═══ Data for this task ═══
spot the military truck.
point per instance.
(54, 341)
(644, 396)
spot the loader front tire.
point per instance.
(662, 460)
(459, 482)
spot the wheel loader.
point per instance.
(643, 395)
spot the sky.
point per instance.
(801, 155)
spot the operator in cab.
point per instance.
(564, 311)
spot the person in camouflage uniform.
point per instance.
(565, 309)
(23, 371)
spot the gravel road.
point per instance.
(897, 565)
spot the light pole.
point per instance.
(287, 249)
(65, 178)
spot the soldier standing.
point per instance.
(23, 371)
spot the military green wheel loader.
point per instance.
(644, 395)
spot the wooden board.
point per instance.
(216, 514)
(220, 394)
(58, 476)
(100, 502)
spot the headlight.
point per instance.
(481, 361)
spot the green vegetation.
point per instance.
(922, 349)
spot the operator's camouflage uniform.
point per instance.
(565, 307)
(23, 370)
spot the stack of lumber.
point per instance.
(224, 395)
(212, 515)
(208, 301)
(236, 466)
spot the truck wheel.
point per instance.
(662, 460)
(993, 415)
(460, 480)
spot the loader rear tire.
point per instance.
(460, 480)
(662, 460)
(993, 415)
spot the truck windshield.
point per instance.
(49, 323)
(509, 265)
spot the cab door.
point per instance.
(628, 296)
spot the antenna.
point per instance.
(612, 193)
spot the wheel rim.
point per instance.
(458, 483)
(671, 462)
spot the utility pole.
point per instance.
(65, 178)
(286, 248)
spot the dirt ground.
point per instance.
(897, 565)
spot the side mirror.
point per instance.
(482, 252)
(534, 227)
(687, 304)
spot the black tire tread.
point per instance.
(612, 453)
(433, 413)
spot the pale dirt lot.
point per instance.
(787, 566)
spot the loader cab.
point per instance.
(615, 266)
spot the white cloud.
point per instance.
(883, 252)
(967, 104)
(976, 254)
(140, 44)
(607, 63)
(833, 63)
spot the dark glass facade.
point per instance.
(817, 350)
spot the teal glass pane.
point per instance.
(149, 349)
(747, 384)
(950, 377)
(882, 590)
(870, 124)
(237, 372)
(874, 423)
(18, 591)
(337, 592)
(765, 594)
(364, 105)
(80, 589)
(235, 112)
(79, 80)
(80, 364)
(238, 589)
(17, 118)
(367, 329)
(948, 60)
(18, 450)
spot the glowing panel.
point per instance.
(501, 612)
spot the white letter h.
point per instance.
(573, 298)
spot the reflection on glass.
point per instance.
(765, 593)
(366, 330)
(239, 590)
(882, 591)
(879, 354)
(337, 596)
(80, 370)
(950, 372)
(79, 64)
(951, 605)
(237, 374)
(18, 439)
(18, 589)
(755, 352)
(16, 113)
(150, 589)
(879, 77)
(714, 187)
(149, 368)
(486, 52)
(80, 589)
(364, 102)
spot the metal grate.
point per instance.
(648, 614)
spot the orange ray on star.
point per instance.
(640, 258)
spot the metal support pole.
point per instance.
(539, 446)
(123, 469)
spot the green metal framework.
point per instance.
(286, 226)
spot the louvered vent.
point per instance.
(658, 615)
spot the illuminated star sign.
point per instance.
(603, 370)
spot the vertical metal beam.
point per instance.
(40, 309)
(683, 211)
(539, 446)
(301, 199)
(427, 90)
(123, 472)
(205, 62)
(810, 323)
═══
═══ Data for this task ═══
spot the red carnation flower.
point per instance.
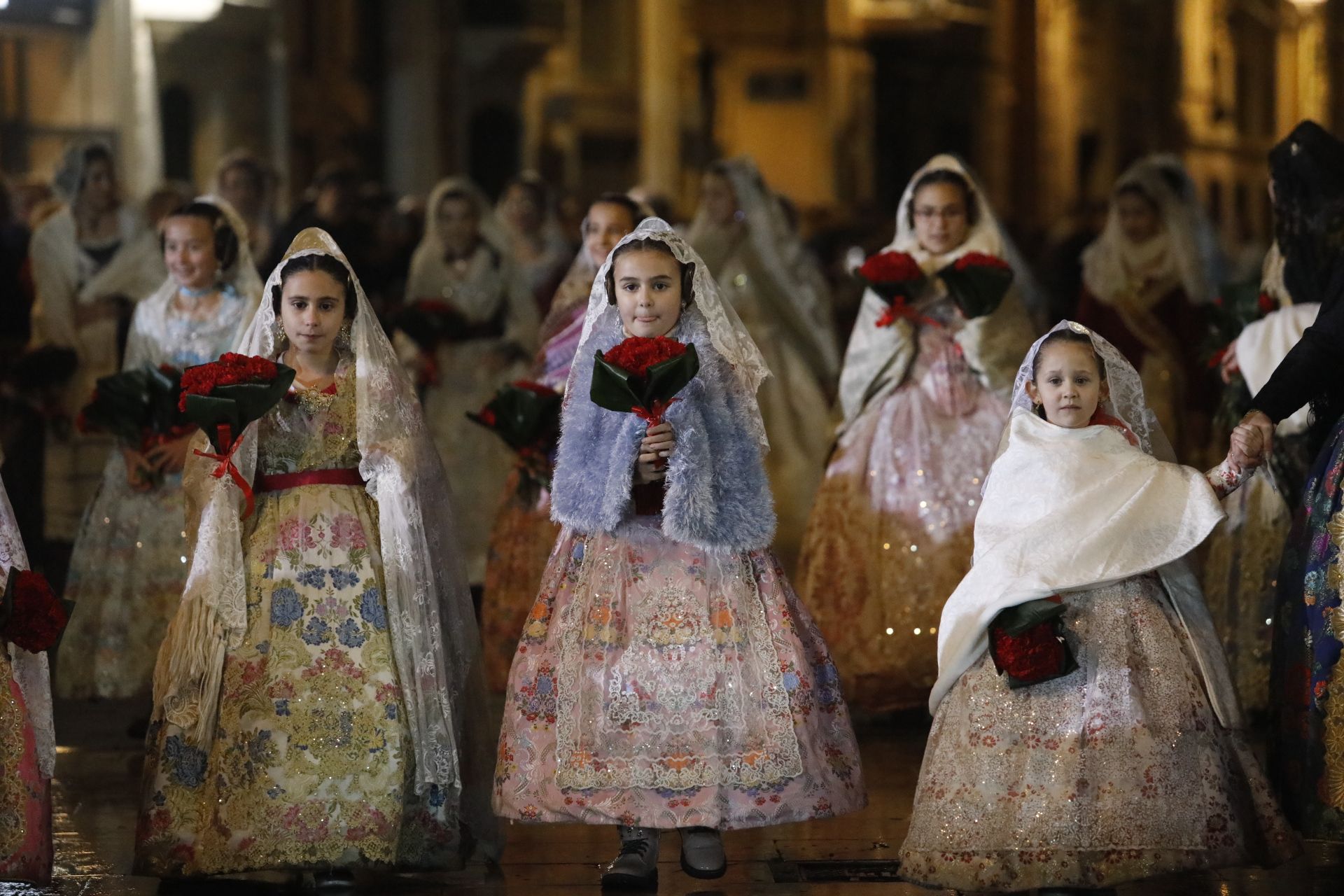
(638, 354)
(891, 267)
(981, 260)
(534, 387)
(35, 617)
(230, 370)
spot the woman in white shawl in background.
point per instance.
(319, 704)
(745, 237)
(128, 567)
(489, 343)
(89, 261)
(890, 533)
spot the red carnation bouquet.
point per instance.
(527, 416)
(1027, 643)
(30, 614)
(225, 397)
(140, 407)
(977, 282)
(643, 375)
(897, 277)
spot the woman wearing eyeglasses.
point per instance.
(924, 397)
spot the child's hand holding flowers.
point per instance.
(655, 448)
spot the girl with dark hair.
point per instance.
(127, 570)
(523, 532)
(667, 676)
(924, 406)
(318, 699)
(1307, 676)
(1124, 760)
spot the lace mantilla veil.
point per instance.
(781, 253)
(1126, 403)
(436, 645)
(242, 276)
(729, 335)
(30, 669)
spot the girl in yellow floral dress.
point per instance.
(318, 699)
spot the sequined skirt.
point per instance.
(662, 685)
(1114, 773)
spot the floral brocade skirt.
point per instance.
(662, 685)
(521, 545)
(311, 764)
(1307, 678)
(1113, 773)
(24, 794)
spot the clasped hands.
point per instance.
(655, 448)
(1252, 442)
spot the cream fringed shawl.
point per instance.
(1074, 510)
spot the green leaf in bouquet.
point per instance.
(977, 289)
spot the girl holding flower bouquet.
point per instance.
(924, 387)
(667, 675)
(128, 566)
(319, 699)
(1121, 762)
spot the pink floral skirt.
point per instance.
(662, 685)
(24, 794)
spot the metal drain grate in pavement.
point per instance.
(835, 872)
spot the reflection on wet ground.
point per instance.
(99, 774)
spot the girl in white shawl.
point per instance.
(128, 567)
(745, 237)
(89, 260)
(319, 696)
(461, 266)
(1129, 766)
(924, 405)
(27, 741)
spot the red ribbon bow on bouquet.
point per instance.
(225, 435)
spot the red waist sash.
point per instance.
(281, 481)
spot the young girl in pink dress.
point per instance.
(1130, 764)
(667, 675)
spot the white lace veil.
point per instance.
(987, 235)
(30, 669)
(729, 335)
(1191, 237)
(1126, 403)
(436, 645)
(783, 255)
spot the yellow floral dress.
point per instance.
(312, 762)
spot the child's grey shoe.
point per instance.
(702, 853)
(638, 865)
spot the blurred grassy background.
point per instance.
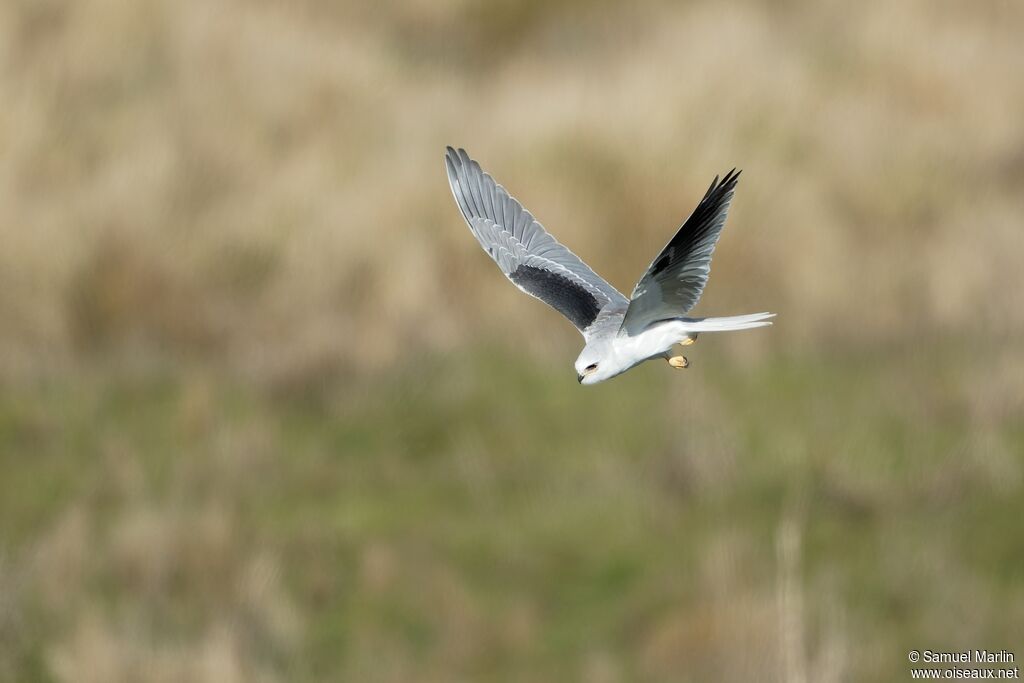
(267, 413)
═══
Pull out every line of the records that contains the word "girl". Copy each one in full.

Answer in full
spot the girl with dark hair.
spot the girl in yellow floral dress.
spot the girl holding flower bouquet.
spot the girl in white shawl.
spot the young girl in pink dress.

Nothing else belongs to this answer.